### Try it
Write out each line of the records that has "point" in it.

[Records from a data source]
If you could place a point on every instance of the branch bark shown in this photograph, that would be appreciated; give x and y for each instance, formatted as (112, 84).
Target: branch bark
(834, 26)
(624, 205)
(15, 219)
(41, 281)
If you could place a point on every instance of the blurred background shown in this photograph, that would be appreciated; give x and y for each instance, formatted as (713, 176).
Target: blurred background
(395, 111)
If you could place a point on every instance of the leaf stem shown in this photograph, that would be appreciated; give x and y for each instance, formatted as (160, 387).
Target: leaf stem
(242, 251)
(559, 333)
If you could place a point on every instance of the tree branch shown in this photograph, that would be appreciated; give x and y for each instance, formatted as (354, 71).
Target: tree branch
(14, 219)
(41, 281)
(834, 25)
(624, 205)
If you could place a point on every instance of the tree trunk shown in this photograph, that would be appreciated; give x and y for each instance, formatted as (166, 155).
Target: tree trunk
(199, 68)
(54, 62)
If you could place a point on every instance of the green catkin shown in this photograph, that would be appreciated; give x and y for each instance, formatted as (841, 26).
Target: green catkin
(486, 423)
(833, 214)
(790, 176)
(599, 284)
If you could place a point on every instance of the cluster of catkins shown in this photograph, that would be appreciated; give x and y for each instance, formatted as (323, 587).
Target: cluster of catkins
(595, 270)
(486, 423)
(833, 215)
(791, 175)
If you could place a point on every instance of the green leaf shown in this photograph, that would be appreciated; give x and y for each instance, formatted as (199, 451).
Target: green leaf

### Exercise answer
If you could place a point on every instance of the branch bark shown in this photograph, that would be appreciated; give x and y for each instance, formatted as (112, 84).
If you could place a point on every instance of the blurred background shown in this photograph, that would be appreciated; give x and y for each instance, formatted as (713, 176).
If you could place a point on every instance of the leaf stem shown in this photograph, that would be appreciated; give x and y for each instance, formatted as (160, 387).
If you could place a point on every instance of the tree branch shown in this photograph, that would be appreciated; give x and y for each instance, formatted as (354, 71).
If you could place a point on every instance of the tree trunk shown in this photograph, that would be appreciated; give x and y for each instance, formatted as (166, 155).
If you could place a point on every instance of the green catkin shown in this photograph, that would be appreciated; give x and y for each instance, formatted as (841, 26).
If you could place a point on every instance of the cluster of catkins shown in this photograph, that would be appreciated; give x and y for each instance, formatted as (323, 587).
If you could place a point on every instance of the green leaf shown in this photograph, that would be appreciated; give x and y for each instance, formatted as (199, 451).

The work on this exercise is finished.